--- begin DOCUMENT PASSAGE ---

It is in the state's interest to indoctrinate the public with the belief that the "free market" is to blame for consequences of state interventions.

There is a tendency, particularly among liberals, to reflexively blame “the free market” for various economic woes, including the housing bubble, the consequent financial crisis, and the enduring slump; even to blame wars on ostensible “free market” policies.

This tendency reveals a widespread lack of understanding about what a free market is, and so many problems routinely attributed to the free market are actually the consequence of government intervention into the market.

The housing bubble and the woes it precipitated are a perfect example. The bubble was a consequence of the Federal Reserve’s policy of holding interest rates artificially low and the government’s policy of encouraging homeownership.

So what is a free market?

It is curious that the adjective “free” when placed in front of “market” would inspire negative feelings in people. Typically, in any other context, it would invoke positive thoughts. Freedom is good, after all. Politicians invoke the goodness of freedom all the time.

Why would freedom in the marketplace, therefore, inherently be a bad thing?

The principle of Liberty is that you have the right to do anything you want so long as you don’t infringe upon the equal rights of others.

So by definition, if force or the threat of force is used to coerce individuals into acting a certain way, this is not freedom, but a violation of freedom.

The market is simply wherever two parties engage in exchange for mutual benefit. If I have a widget I want to sell, and you are in need of one and like my price, by definition, that means I value the dollars more than the widget while you value the widget more than the dollars.

If you and I want to make this trade, we have a right to do so. Our freedom to mutually benefit by such exchanges ought not to be violated.

But what about fraudsters?

Now, this is not to say that a marketplace in which there is a total lack of government intervention would be a utopian paradise. Certainly, there will always be those immoral individuals who will seek to gain by cheating others.

But does having a government with greater power to assert itself into people’s lives to attempt to control their behavior mitigate this problem?

It isn’t obviously so.

In fact, the entire weight of historical evidence leads to precisely the opposite conclusion: that it is the existence of the state that has always posed the greatest threat to peace and to freedom.

It’s like St. Augustine’s story in City of God about the pirate and the emperor.

The truth is that it is when individuals or groups use the force of government to pursue private interests that the greatest abuses occur. It is precisely the existence of the state and its monopoly on violence that permits such abuses, from confiscation of wealth to murderous war.

--- end DOCUMENT PASSAGE ---

▶ _PROBLEM SET_:
1. Which economic woes does the free-market essay say people, particularly liberals, reflexively blame on "the free market"?
2. Pick up the essay on free markets and the state after its last sentence and carry the argument further.
The records that come next are from a different source than this essay.

--- begin DATA ENTRIES ---

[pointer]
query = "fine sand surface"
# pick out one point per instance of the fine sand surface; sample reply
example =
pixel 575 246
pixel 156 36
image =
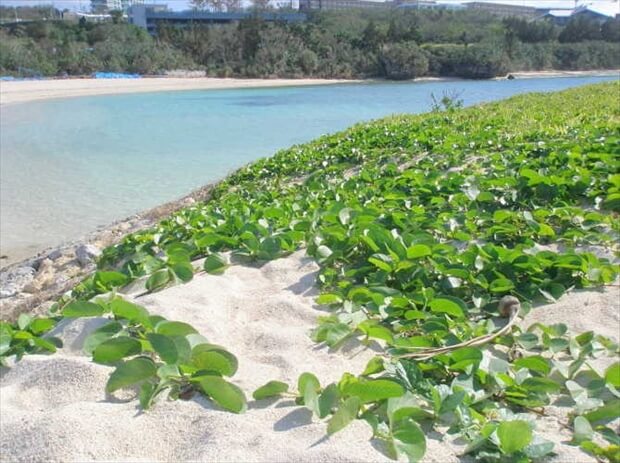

--- end DATA ENTRIES ---

▶ _RESULTS_:
1.
- The housing bubble
- The consequent financial crisis
- The enduring slump

2.
The very existence of the Federal Reserve—a government-legislated monopoly over the supply of currency (so much for the belief the US has a free market economy)—is a perfect example of this. Through inflation, the Fed system defrauds the masses of their wealth, resulting in a transfer up wealth upwards to the 1%.

No individual or corporation, no matter how malevolent, could ever dream of defrauding the public on such a massive scale without the weight of government being used in the pursuit of private interests.

The idea that the state somehow exists to protect us from the abuses of the marketplace is simply counterfactual. It is through the government that the greatest abuses occur.

It is through the state that the financial and political elite are able to enslave the people–and to convince the masses that their servitude is in their own best interest.

The government, of course, produces endless propaganda to convince the public that up is down. From early childhood, individuals are indoctrinated in what Noam Chomsky has appropriately described as “the state religion”.

It’s powerful indoctrination. Remember in The Matrix films how many people were willing to fight to keep the very system that kept them enslaved because they preferred happy delusion to uncomfortable reality?

Well, that’s a lot like reality.

And so it is that a word that normally invokes good feelings, when coupled with the word “market”, somehow produces emotions like revulsion or indignation.

On “Neoliberal” Foreign Policy

It is reminiscent of a verse from the Bible (2 Thessalonians 2, verses 9-10):

The coming of the lawless one is according to the working of Satan, with all power, signs, and lying wonders, and with all unrighteous deception among those who perish, because they did not receive the love of the truth, that they might be saved.

This devilish power of deception is manifest in the institutionalized corruption that permeates our society, the government being a tentacled beast that asserts its influence and power into every aspect of our lives, attempting to affect our behavior so we act the way the financial and political elite wish us to precisely because they would be unable to coerce us into doing so without use of government force.

It’s precisely those who don’t want to fairly compete in the free market who resort to force to achieve their aims.

The fallacy of blaming the free market for various problems is omnipresent even when it comes to US foreign policy. The US government favors “neoliberal” policies, we are told, meaning:

relating to a modified form of liberalism tending to favor free-market capitalism.

It’s an article of faith among many that, for example, the US war on Iraq was an example of “neoliberalism”.

So the war on Iraq was undertaken by policymakers who favor free markets…?

This is not obviously so.

In fact, it is quite difficult to see how anyone could equate the use of government force and violence with the promotion of a free market.

War is just about as far away from the principle of a free market as one could possibly get.

Yet everyone seems convinced of it.

That is some powerful indoctrination.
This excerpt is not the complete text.